SUPPLIED MATERIAL:

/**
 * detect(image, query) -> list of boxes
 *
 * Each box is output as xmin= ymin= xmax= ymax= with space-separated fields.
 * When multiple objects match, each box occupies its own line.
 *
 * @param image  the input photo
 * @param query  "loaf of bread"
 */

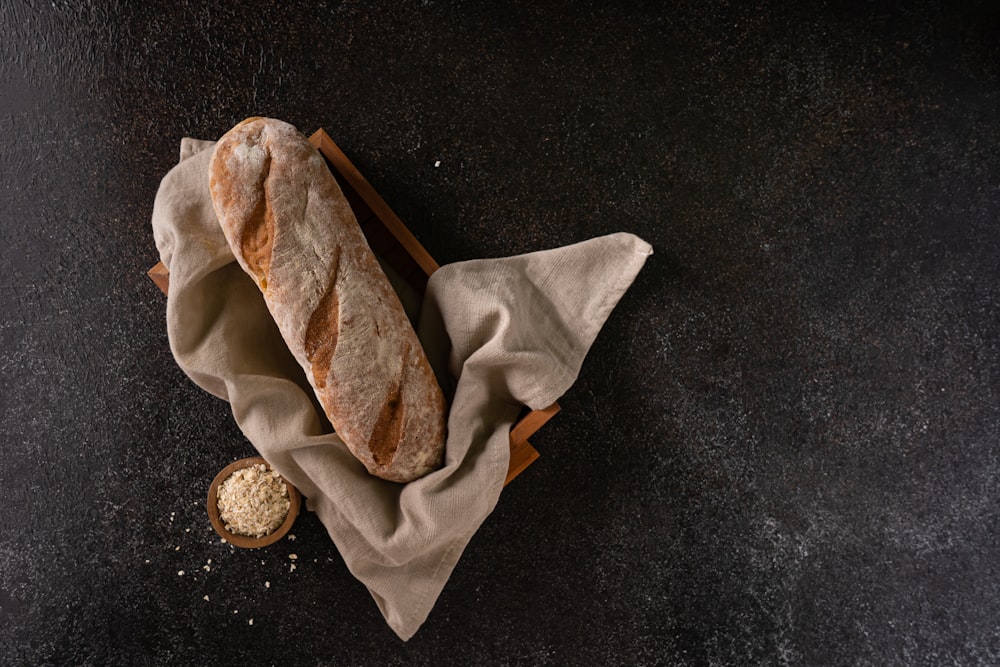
xmin=208 ymin=117 xmax=446 ymax=483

WHAT IS BEING ASKED: Make an exact copy of all the material, but keep the pictures out of it.

YOUR RESPONSE:
/**
 * detect(image, query) -> list of boxes
 *
 * Each box is output as xmin= ymin= xmax= ymax= with space-separated fields.
 * When multiple objects match, each box occupies its own line.
 *
 * @param image  the input photo
 * @param query  "loaf of bread"
 */

xmin=208 ymin=117 xmax=446 ymax=483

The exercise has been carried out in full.